Reproduce every line of the listing from the one containing "For each instance of the green" down to the one containing "For each instance of the black", both ends and the requests included. Multiply each coordinate by 2.05, rounding to the nearest whole number with halves going up.

## Begin TASK INPUTS

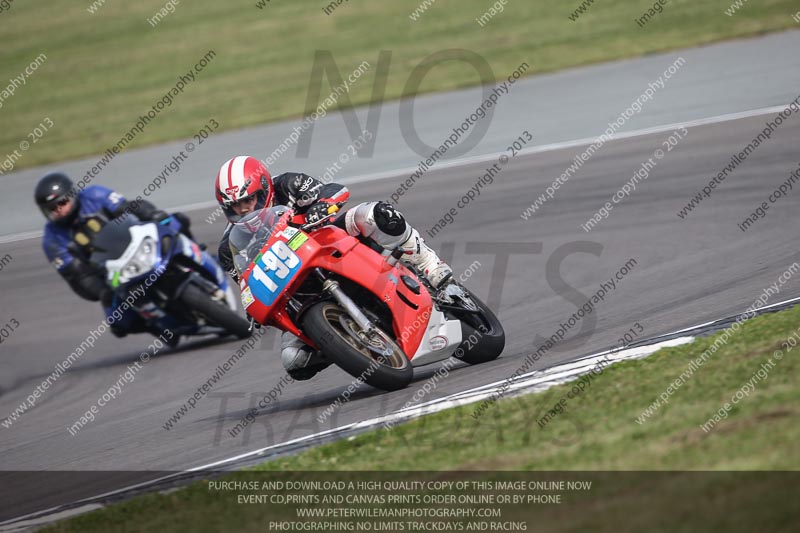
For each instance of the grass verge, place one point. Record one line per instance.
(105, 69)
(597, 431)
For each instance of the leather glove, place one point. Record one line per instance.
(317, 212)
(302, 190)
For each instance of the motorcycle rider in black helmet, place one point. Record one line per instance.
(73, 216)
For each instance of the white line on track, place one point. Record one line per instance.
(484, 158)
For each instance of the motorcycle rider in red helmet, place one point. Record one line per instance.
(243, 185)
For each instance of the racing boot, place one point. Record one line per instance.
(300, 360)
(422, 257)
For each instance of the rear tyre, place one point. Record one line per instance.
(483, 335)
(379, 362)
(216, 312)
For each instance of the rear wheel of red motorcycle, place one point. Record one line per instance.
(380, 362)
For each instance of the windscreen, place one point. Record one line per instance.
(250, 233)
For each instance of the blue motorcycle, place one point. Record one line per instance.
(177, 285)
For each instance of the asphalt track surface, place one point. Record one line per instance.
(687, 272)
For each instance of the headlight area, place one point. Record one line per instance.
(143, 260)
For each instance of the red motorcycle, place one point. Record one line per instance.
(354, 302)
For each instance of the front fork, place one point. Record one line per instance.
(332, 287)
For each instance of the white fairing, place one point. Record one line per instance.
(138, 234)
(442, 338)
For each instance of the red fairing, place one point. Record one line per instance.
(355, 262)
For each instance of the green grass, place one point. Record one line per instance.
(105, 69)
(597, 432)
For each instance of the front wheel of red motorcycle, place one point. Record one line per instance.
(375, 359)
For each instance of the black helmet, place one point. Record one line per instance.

## End TASK INPUTS
## Begin TASK INPUTS

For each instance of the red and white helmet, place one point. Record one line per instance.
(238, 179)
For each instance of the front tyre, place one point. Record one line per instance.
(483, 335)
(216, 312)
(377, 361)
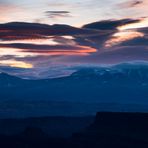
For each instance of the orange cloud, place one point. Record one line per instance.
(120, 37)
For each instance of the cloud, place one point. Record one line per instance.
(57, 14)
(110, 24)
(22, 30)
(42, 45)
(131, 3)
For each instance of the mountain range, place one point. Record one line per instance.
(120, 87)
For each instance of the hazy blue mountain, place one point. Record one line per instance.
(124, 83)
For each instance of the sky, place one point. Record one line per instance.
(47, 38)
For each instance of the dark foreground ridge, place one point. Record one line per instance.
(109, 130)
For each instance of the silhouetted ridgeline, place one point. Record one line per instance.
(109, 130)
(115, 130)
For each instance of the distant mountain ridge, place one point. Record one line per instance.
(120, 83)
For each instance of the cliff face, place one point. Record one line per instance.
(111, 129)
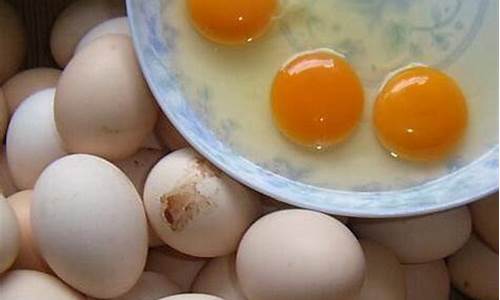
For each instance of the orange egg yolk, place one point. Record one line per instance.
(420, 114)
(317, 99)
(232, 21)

## End TASK INPUTS
## Begin TASK INPUTS

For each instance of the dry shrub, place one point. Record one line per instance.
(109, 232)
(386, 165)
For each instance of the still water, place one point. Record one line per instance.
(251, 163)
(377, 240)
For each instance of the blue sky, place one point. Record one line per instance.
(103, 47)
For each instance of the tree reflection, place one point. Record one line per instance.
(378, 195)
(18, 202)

## End TASK INPUTS

[EXERCISE SOLUTION]
For each instance of the green grass, place one point. Record one line per instance.
(215, 141)
(1224, 886)
For each instance of the front wheel of red motorcycle, place one point. Record one line per instance.
(769, 736)
For each instance of the black helmet, place one point. Record one line per instance.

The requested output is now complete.